TRECHO DO DOCUMENTO:
——————————
Ninguém provou que óleo vegetal causa câncer

Artigo
25 mai 2025
óleo escorrendo por colher

Recentemente, foram publicadas em diferentes jornais, tanto internacionais quanto nacionais, notícias assim: “Top doctor warns cooking ingredient millions use is linked to aggressive breast cancer” e “Gordura de óleo comum pode acelerar câncer de mama agressivo”. Resumindo: um estudo identificou uma possível ligação molecular entre o ácido linoleico, uma gordura poli-insaturada presente em diversos óleos vegetais, como os de soja e cártamo, e um tipo específico e agressivo de câncer de mama.

Soa assustador? Pode ser, mas trata-se de um estudo conduzido in vitro (plaquinhas de laboratório) e em camundongos alimentados com uma dieta rica em ácido linoleico e injetados com células tumorais. O resultado ainda não foi replicado por outros pesquisadores. 

Não estamos, portanto, diante de uma prova de causalidade, mas sim de uma possível correlação ou, no máximo, da descrição de um possível mecanismo de ação conectando as duas coisas – óleo e câncer. São necessários, portanto, mais estudos conduzidos em humanos para avaliar a validade e a real relevância, para a saúde humana, desses achados iniciais.
——————————
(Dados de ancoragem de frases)
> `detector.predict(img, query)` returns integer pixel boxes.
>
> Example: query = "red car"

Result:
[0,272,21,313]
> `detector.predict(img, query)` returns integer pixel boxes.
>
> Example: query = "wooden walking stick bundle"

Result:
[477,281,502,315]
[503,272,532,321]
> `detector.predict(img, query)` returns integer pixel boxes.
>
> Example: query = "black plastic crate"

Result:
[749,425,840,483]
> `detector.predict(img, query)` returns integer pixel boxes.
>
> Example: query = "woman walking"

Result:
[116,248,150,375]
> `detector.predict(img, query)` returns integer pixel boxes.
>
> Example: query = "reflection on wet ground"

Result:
——————————
ATIVIDADES:
(a) Traduza para o inglês esta frase do artigo sobre óleo vegetal e câncer: "O resultado ainda não foi replicado por outros pesquisadores."
(b) Transcreva do artigo sobre óleo vegetal e câncer o trecho entre "Recentemente, foram publicadas" e "por outros pesquisadores.", inclusive.
(c) No artigo sobre óleo vegetal e câncer, quais óleos aparecem como exemplos de óleos que contêm ácido linoleico?

RESULTADOS POR TAREFA:
(a) The result has not yet been replicated by other researchers.

(b)
Recentemente, foram publicadas em diferentes jornais, tanto internacionais quanto nacionais, notícias assim: “Top doctor warns cooking ingredient millions use is linked to aggressive breast cancer” e “Gordura de óleo comum pode acelerar câncer de mama agressivo”. Resumindo: um estudo identificou uma possível ligação molecular entre o ácido linoleico, uma gordura poli-insaturada presente em diversos óleos vegetais, como os de soja e cártamo, e um tipo específico e agressivo de câncer de mama.

Soa assustador? Pode ser, mas trata-se de um estudo conduzido in vitro (plaquinhas de laboratório) e em camundongos alimentados com uma dieta rica em ácido linoleico e injetados com células tumorais. O resultado ainda não foi replicado por outros pesquisadores.

(c) Os óleos de soja e de cártamo.